- [AIM A]:
Could you reproduce the abstract on over-smoothing in graph neural networks word for word, in full?

REVISITING OVER-SMOOTHING IN GRAPH NEURAL NETWORKS

Abstract

Shallow graph neural networks (GNNs) are state-of-the-art models for relational data. However, it is known that deep GNNs suffer from over-smoothing where, as the number of layers increases, node representations become nearly indistinguishable and model performance on the downstream task degrades significantly. Despite multiple approaches being proposed to address this problem, it is unclear when any of these methods (or their combination) works best and how they perform when evaluated under exactly the same experimental setting. In this paper we systematically and carefully evaluate different methods for addressing oversmoothing in GNNs. Furthermore, inspired by standard deeply supervised nets, we propose a general architecture that deals with over-smoothing based on the idea of layer-wise supervision. We term this architecture deeply supervised GNNs (or DSGNNs for short). Our experiments show that deeper GNNs can indeed provide better performance when trained on a combination of different approaches and that DSGNNs are robust under various conditions and can provide best performance in missing features scenarios.

- [GIVEN DATA]:
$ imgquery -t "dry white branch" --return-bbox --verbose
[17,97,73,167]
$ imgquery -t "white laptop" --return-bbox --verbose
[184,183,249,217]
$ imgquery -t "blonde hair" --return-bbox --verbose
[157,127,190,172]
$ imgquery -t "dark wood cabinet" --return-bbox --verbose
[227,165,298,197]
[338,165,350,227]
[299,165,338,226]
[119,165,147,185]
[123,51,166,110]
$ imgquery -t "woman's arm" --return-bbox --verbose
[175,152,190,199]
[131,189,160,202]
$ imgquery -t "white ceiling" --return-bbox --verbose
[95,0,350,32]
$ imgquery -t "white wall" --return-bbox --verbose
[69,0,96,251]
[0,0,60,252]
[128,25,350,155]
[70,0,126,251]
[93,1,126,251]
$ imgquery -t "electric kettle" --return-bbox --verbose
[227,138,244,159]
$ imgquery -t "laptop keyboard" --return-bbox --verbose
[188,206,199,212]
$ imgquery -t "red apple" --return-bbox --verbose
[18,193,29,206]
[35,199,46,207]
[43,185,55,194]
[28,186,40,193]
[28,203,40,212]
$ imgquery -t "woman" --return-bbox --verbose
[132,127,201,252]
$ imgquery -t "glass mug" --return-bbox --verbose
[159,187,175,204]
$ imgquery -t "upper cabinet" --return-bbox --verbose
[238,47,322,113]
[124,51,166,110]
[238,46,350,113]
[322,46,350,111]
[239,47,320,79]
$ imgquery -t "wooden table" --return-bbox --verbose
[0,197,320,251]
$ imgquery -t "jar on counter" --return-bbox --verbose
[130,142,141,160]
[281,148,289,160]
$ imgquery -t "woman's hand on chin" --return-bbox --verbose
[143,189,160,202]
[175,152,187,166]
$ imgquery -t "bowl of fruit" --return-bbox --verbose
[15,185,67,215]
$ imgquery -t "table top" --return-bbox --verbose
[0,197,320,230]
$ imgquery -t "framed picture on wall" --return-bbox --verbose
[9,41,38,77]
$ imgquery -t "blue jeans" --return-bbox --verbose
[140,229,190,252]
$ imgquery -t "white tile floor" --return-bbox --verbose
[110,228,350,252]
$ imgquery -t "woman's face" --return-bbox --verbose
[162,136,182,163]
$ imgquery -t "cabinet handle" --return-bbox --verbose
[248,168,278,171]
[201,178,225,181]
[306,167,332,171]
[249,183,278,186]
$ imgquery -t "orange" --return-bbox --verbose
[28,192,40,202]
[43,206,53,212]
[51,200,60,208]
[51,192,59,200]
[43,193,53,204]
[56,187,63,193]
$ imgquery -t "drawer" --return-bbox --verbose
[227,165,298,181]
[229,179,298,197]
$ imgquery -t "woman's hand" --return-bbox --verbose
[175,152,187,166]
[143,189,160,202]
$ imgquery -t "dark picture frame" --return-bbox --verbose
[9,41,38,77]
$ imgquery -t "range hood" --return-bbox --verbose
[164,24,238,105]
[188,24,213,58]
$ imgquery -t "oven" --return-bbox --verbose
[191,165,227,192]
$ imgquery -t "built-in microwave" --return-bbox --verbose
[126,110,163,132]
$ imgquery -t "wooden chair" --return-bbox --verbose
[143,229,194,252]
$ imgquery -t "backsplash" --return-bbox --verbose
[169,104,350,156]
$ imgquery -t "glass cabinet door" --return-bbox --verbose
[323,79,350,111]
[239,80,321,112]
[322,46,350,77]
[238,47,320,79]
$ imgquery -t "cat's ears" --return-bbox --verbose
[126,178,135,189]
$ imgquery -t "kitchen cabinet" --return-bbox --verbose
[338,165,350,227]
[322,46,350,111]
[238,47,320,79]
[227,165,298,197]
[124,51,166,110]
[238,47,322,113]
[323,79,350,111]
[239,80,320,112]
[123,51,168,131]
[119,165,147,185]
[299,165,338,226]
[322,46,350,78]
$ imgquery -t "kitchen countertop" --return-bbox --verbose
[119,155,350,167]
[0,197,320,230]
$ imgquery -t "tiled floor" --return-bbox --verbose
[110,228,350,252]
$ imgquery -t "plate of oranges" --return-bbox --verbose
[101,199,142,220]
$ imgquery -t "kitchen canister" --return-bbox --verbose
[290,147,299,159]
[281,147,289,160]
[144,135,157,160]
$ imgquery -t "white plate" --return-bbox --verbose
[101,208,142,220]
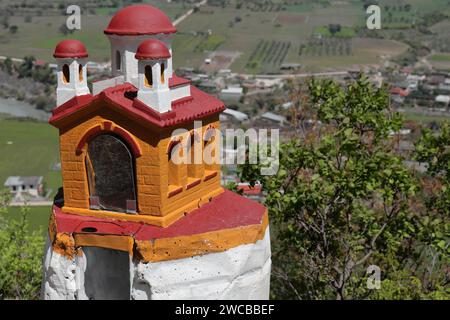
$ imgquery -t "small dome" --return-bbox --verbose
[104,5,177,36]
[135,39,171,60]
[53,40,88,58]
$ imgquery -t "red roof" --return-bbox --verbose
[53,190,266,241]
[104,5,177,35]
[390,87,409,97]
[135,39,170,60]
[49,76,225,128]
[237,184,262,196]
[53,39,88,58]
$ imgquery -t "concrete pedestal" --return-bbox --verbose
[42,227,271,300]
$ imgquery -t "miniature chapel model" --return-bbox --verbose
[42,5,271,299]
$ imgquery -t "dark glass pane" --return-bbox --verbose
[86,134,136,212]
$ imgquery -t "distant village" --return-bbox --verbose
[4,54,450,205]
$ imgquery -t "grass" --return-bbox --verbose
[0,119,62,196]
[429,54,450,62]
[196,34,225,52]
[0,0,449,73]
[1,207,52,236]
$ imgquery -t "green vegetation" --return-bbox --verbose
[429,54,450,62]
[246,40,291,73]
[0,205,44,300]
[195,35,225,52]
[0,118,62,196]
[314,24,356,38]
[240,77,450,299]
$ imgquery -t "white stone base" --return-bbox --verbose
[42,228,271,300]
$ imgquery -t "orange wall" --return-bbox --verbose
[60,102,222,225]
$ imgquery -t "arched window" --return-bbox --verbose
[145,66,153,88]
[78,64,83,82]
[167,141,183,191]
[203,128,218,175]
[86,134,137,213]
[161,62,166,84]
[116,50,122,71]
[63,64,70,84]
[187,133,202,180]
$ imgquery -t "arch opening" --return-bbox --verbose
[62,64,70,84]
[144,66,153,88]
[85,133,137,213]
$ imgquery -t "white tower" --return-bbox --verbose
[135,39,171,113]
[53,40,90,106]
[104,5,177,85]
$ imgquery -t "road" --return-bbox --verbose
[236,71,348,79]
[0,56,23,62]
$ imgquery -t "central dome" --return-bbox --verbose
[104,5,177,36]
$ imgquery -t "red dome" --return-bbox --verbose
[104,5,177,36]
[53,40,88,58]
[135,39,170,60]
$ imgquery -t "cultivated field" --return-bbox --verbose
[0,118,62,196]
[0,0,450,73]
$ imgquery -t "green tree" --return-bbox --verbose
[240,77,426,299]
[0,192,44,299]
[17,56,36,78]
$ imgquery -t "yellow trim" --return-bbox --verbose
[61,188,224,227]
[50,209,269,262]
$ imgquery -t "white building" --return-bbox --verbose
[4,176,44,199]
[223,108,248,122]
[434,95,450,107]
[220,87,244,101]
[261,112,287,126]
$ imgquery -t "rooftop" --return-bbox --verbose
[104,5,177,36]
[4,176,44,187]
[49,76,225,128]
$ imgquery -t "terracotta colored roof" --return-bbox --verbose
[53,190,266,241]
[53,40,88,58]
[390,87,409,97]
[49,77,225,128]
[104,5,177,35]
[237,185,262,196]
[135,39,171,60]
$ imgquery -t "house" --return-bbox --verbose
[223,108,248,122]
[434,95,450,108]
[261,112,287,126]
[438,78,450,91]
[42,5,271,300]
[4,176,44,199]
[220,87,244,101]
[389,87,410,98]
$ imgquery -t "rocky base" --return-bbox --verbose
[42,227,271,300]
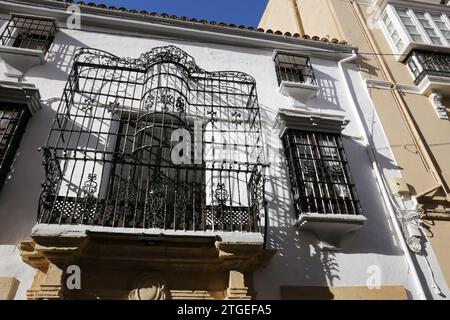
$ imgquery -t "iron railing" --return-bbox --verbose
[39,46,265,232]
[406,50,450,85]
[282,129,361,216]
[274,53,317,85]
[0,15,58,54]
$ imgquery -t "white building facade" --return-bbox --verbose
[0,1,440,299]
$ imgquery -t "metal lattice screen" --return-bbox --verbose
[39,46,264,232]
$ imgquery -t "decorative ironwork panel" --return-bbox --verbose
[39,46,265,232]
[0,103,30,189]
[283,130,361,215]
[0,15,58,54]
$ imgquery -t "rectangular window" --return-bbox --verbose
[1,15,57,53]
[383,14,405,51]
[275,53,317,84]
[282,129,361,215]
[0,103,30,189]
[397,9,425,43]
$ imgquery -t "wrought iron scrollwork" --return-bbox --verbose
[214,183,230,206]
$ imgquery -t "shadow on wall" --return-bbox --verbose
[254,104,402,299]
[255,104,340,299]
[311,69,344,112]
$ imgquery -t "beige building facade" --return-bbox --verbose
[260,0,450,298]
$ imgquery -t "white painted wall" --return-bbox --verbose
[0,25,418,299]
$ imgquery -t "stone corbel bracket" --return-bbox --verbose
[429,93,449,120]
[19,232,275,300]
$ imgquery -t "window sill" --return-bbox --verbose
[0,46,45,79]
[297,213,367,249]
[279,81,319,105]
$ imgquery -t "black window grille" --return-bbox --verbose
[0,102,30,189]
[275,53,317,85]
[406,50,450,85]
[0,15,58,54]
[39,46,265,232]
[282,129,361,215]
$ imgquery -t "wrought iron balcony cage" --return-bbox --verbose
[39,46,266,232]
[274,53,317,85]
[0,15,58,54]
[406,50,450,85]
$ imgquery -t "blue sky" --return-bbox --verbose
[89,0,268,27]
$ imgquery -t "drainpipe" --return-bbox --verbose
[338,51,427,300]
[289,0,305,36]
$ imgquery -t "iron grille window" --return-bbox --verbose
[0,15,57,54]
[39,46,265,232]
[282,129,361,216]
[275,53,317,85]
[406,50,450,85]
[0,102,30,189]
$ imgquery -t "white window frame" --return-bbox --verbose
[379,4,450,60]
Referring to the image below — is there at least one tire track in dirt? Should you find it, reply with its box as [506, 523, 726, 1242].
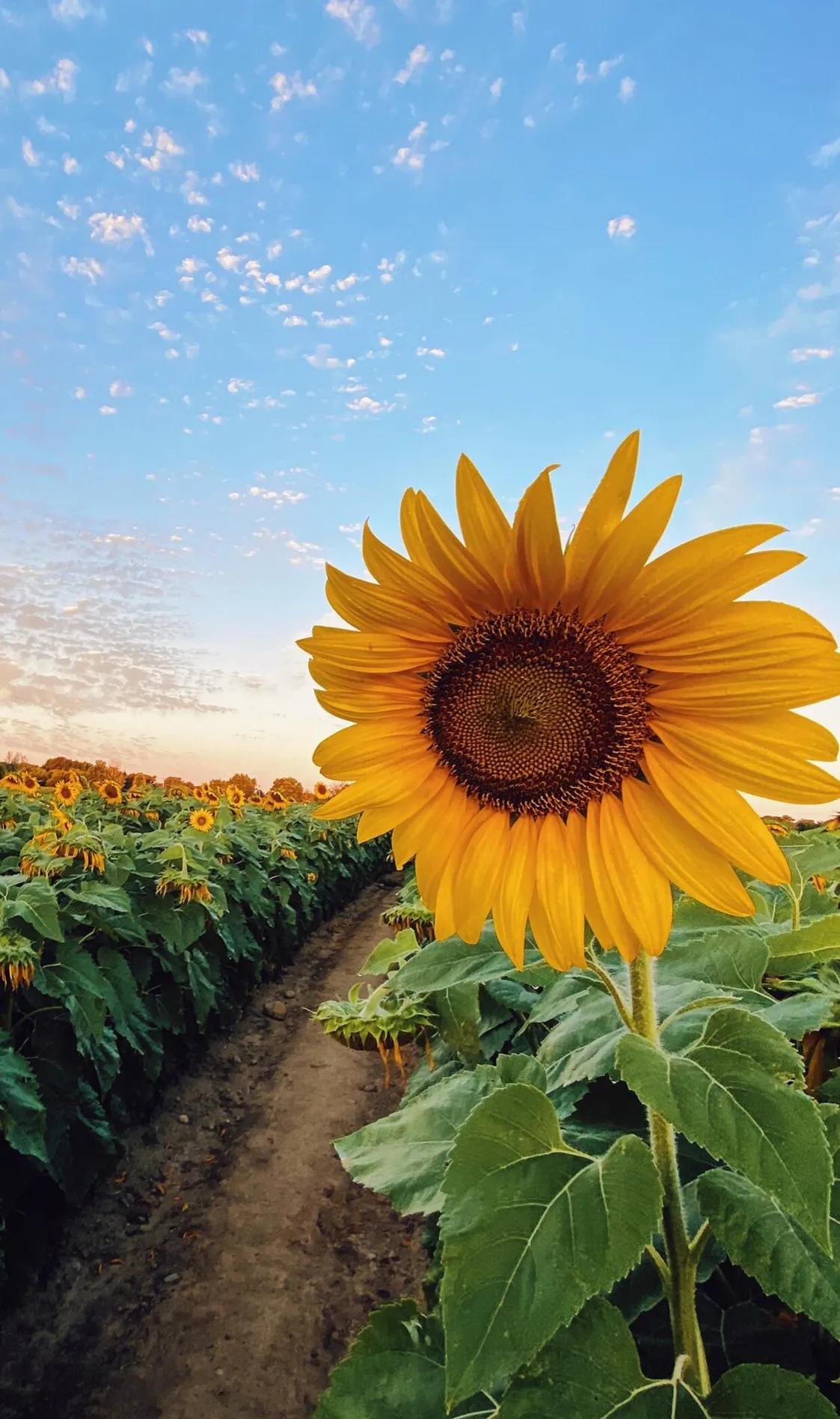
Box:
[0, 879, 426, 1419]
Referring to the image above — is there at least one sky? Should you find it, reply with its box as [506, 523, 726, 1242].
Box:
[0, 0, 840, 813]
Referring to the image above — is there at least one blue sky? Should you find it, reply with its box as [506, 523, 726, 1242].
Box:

- [AIM B]:
Which lines in the records above contain the string "picture"? Report each such line in full, and treat uppercase and lowercase as different.

- [CORRECT ANSWER A]:
REVISITING OVER-SMOOTHING IN GRAPH NEURAL NETWORKS

Abstract

Shallow graph neural networks (GNNs) are state-of-the-art models for relational data. However, it is known that deep GNNs suffer from over-smoothing where, as the number of layers increases, node representations become nearly indistinguishable and model performance on the downstream task degrades significantly. Despite multiple approaches being proposed to address this problem, it is unclear when any of these methods (or their combination) works best and how they perform when evaluated under exactly the same experimental setting. In this paper we systematically and carefully evaluate different methods for addressing oversmoothing in GNNs. Furthermore, inspired by standard deeply supervised nets, we propose a general architecture that deals with over-smoothing based on the idea of layer-wise supervision. We term this architecture deeply supervised GNNs (or DSGNNs for short). Our experiments show that deeper GNNs can indeed provide better performance when trained on a combination of different approaches and that DSGNNs are robust under various conditions and can provide best performance in missing features scenarios.

- [CORRECT ANSWER B]:
$ imgquery -t "framed picture on wall" --return-bbox --verbose
$ imgquery -t "dark picture frame" --return-bbox --verbose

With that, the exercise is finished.